### Extracted text:

Clinical presentation
The typical complaint is pain over the lateral and anterolateral ankle and hindfoot centered in the region of the sinus tarsi. The patient may report a sensation of mild hindfoot instability. It has been estimated that as many as 70% of patients with sinus tarsi syndrome have had a previous inversion injury to the hindfoot.32
Radiographic evaluation
Plain films often are negative in this condition. Stress views may reveal mild subtalar instability, but, as stated in the previous section, these are of uncertain value. Subtalar arthrograms have been used in the workup of this condition. The normal subtalar joint will accept 3 ml of contrast dye and will demonstrate multiple recesses and interdigitations within the joint capsule.18 Under normal circumstances there is a small recess that projects anteriorly from the subtalar joint. The absence of this synovial recess has been associated with sinus tarsi syndrome.30,32
The use of magnetic resonance imaging (MRI) in the evaluation of sinus tarsi syndrome has been investigated. The key MRI features have been reported as replacement of the normal fat signal intensity in the sinus tarsi with fluid, inflammatory tissues, or fibrosis.31,32 The inflammatory changes often will obscure the ligaments that normally are visualized in the sinus tarsi. Additional findings may include ligament injury, ganglion cysts, and degenerative joint disease.33
Nonoperative treatment
Injections of local anesthetic and steroid into the sinus tarsi may be both diagnostic and therapeutic. If the patient does not report even temporary relief following injection, then skepticism must be directed at a diagnosis of sinus tarsi syndrome. Some patients may report permanent resolution of their symptoms after a series of injections.18 Surgery is indicated if pain recurs after a series of one to three injections.

### What is needed:
In the sinus tarsi syndrome text, how much contrast dye will a normal subtalar joint accept?

### Data under study:
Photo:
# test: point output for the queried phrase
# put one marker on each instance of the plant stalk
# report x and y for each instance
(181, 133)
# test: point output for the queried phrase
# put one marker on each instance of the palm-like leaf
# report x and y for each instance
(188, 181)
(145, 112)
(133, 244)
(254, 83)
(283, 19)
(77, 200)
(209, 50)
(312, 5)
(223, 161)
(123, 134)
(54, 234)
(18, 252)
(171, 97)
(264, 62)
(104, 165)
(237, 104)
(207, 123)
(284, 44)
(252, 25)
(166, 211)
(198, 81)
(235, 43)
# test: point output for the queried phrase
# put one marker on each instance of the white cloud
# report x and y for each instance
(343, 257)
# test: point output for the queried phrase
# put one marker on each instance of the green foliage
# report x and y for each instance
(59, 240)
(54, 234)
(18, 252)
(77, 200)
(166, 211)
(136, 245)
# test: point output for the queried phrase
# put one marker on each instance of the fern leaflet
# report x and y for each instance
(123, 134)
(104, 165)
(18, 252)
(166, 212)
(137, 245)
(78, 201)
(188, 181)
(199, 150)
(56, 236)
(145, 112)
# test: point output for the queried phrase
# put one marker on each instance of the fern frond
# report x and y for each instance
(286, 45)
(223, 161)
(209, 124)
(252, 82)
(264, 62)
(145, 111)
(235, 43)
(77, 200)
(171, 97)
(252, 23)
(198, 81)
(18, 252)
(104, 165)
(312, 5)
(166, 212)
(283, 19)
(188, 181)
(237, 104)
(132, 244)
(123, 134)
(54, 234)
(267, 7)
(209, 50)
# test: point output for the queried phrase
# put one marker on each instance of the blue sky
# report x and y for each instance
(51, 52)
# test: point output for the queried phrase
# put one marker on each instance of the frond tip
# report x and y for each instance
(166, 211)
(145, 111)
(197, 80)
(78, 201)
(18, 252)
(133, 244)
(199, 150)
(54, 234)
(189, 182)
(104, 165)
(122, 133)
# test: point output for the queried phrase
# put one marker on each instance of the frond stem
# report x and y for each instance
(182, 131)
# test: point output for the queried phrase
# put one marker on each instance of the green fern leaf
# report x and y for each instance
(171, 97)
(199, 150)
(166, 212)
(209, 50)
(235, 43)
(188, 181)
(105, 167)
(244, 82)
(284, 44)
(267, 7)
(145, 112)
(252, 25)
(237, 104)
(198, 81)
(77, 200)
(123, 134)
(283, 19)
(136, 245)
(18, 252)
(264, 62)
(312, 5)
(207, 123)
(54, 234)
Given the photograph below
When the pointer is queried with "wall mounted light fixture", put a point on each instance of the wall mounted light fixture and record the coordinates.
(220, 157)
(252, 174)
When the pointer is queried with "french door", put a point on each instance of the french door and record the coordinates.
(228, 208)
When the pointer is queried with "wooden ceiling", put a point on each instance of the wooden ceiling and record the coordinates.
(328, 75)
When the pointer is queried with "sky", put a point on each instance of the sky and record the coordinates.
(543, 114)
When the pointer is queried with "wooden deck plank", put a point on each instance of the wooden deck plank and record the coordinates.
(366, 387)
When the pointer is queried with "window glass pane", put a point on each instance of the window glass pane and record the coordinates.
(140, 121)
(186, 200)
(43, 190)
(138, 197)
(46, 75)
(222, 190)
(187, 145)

### Answer space:
3 ml